▶ Task instructions:
A - In two sentences, summarize the tuberculosis genomic epidemiology abstract.
B - Answer these from the tuberculosis genomic epidemiology abstract:
(i) What were the STROME-ID guidelines developed to outline?
(ii) In which languages could included studies be written?
(iii) What test compared the mean proportion of fulfilled criteria before and after the guidelines were published?
C - Proceed with the tuberculosis genomic epidemiology abstract from the point where it stops.

▶ Source text:
Background: Pathogen genomics have become increasingly important in infectious disease epidemiology and public health. The Strengthening the Reporting of Molecular Epidemiology for Infectious Diseases (STROME-ID) guidelines were developed to outline a minimum set of criteria that should be reported in genomic epidemiology studies to facilitate assessment of study quality. We evaluate such reporting practices, using tuberculosis as an example.
Methods: For this systematic review, we initially searched MEDLINE, Embase Classic, and Embase on May 3, 2017, using the search terms "tuberculosis" and "genom* sequencing". We updated this initial search on April 23, 2019, and also included a search of bioRxiv at this time. We included studies in English, French, or Spanish that recruited patients with microbiologically confirmed tuberculosis and used whole genome sequencing for typing of strains. Non-human studies, conference abstracts, and literature reviews were excluded. For each included study, the number and proportion of fulfilled STROME-ID criteria were recorded by two reviewers. A comparison of the mean proportion of fulfilled STROME-ID criteria before and after publication of the STROME-ID guidelines (in 2014) was done using a two-tailed t test. Quasi-Poisson regression and tobit regression were used to examine associations between study characteristics and the number and proportion of fulfilled STROME-ID criteria. This study was registered with PROSPERO, CRD42017064395.

▶ Supplied material:
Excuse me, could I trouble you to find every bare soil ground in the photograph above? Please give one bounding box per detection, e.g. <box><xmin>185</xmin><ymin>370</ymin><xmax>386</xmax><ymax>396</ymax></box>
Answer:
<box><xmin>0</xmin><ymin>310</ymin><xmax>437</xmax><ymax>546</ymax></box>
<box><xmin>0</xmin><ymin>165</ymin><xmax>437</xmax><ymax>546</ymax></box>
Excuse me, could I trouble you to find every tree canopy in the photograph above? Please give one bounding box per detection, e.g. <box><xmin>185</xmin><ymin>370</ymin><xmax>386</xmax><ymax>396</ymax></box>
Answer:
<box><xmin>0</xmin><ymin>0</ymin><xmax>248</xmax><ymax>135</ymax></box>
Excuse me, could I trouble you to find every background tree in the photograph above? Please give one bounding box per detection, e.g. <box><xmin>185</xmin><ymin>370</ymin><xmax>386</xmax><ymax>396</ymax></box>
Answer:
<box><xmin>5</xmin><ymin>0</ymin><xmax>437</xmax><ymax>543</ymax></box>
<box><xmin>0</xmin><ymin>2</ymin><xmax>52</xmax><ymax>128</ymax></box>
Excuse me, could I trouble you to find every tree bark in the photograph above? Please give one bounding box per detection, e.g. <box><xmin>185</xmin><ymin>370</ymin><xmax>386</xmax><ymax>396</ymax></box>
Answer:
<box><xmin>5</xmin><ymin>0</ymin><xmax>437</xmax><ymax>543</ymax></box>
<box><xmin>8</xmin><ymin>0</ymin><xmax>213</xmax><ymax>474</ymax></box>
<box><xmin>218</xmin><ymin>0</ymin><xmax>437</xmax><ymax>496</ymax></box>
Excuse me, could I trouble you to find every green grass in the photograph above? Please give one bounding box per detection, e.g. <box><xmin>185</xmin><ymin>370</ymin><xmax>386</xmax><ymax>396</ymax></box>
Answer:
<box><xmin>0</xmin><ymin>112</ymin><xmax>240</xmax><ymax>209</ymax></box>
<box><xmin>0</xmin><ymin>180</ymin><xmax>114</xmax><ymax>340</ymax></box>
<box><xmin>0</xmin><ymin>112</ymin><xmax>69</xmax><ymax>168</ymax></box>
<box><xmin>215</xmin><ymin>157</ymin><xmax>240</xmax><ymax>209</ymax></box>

▶ List of answers:
A - STROME-ID guidelines were developed to set a minimum of reporting criteria for genomic epidemiology studies, and this systematic review evaluates such reporting using tuberculosis as an example. It searched MEDLINE, Embase Classic, Embase and later bioRxiv for studies of patients with microbiologically confirmed tuberculosis typed by whole genome sequencing, had two reviewers record the fulfilled STROME-ID criteria, compared the mean proportion before and after the 2014 guidelines with a two-tailed t test, and used quasi-Poisson and tobit regression to link study characteristics to the criteria fulfilled.

B -
(i) A minimum set of criteria that should be reported in genomic epidemiology studies
(ii) English, French, or Spanish
(iii) A two-tailed t test

C -
Findings: 976 titles and abstracts were identified by our primary search, with an additional 16 studies identified in bioRxiv. 114 full texts (published between 2009 and 2019) were eligible for inclusion. The mean proportion of STROME-ID criteria fulfilled was 50% (SD 12; range 16-75). The proportion of criteria fulfilled was similar before and after STROME-ID publication (51% [SD 11] vs 46% , p=0·26). The number of criteria reported (among those applicable to all studies) was not associated with impact factor, h-index, country of affiliation of senior author, or sample size of isolates. Similarly, the proportion of criteria fulfilled was not associated with these characteristics, with the exception of a sample size of isolates of 277 or more (the highest quartile). In terms of reproducibility, 100 (88%) studies reported which bioinformatic tools were used, but only 33 (33%) reported corresponding version numbers. Sequencing data were available for 86 (75%) studies.
Interpretation: The reporting of STROME-ID criteria in genomic epidemiology studies of tuberculosis between 2009 and 2019 was low, with implications for assessment of study quality. The considerable proportion of studies without bioinformatics version numbers or sequencing data available highlights a key concern for reproducibility.